> _Goal of the exercise_
Rescale the part of the records below that opens with the line containing "[locate] black face" and runs through the end of the records, repeating every line, requests included, and multiplying each answer coordinate by 2.6 with rounding to whole numbers, halves up. Leave the numbers in the requests and their format samples unchanged.

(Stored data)

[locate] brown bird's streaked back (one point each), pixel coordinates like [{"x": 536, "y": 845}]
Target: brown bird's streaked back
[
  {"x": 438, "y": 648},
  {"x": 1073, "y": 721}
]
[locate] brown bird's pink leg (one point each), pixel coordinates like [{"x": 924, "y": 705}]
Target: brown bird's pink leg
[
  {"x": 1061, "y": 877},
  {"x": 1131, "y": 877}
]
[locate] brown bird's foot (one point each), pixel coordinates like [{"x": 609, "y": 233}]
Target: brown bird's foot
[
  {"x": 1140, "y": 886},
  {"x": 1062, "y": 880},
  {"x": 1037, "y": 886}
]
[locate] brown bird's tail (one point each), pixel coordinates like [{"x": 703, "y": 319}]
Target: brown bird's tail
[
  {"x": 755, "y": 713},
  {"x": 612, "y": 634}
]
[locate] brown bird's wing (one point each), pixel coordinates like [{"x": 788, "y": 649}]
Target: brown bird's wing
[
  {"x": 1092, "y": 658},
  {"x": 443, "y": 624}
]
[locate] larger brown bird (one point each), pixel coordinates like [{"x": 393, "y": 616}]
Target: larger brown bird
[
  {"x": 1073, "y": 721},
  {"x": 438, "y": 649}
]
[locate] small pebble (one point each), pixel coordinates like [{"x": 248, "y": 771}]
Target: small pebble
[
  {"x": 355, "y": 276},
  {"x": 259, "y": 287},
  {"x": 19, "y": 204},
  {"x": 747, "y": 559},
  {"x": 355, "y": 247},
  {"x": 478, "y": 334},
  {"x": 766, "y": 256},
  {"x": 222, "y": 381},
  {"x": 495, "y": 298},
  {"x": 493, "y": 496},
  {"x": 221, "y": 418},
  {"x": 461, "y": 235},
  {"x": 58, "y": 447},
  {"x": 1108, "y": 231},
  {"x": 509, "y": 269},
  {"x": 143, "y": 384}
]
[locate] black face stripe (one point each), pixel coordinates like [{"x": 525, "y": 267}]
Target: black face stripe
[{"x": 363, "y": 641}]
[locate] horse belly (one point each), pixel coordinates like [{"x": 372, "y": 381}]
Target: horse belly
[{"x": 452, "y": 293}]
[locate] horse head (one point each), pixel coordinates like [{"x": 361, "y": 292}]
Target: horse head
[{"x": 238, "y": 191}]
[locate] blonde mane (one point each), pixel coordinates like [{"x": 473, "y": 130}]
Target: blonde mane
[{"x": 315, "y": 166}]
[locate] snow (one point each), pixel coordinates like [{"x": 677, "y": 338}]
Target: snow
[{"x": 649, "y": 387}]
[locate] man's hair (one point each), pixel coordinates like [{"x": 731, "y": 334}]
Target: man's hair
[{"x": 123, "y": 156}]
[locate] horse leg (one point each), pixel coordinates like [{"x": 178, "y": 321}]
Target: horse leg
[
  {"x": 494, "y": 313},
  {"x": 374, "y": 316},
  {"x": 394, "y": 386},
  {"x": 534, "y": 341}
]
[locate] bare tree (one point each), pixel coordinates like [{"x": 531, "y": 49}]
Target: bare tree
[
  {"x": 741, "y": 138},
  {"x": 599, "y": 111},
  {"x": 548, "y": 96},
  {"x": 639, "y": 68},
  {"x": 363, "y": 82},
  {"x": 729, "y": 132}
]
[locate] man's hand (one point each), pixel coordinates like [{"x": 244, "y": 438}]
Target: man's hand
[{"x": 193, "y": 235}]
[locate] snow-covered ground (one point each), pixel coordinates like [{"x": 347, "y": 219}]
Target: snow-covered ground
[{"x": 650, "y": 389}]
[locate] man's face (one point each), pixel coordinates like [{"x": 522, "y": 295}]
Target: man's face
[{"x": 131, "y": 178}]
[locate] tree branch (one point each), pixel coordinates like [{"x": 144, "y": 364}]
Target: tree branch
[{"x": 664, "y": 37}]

> _Exercise solution_
[locate] black face stripe (one point each), pixel coordinates like [{"x": 525, "y": 267}]
Target: black face stripe
[{"x": 944, "y": 1667}]
[locate] horse belly (one point each), pixel coordinates like [{"x": 372, "y": 381}]
Target: horse belly
[{"x": 1175, "y": 762}]
[locate] horse head (one point each), pixel coordinates like [{"x": 361, "y": 292}]
Target: horse head
[{"x": 619, "y": 497}]
[locate] blonde mane (one point each), pixel coordinates like [{"x": 473, "y": 130}]
Target: blonde mane
[{"x": 819, "y": 432}]
[locate] snow (one point each), pixel coordinates like [{"x": 677, "y": 338}]
Target: snow
[{"x": 1687, "y": 1006}]
[locate] man's hair (one point each), pixel coordinates like [{"x": 731, "y": 334}]
Target: man's hair
[{"x": 320, "y": 406}]
[locate] horse leg (one point each), pixel coordinates like [{"x": 178, "y": 321}]
Target: horse leg
[
  {"x": 1284, "y": 814},
  {"x": 972, "y": 822},
  {"x": 1024, "y": 1004},
  {"x": 1388, "y": 887}
]
[locate] bare tree (one point each), pixel coordinates like [{"x": 531, "y": 49}]
Target: bare tree
[
  {"x": 1927, "y": 359},
  {"x": 1557, "y": 289},
  {"x": 1425, "y": 250},
  {"x": 1661, "y": 177},
  {"x": 944, "y": 213},
  {"x": 1895, "y": 343}
]
[locate] man's hand (one point each), pixel coordinates like [{"x": 244, "y": 438}]
Target: man's hand
[{"x": 502, "y": 611}]
[locate] snow-covered ground (one point each), pixel coordinates like [{"x": 347, "y": 219}]
Target: snow-covered ground
[{"x": 1690, "y": 1011}]
[locate] man's face (one point each), pixel coordinates like [{"x": 522, "y": 295}]
Target: man's face
[{"x": 341, "y": 463}]
[locate] tree branch (one point each), pixel coordinates like [{"x": 144, "y": 364}]
Target: tree branch
[{"x": 1726, "y": 96}]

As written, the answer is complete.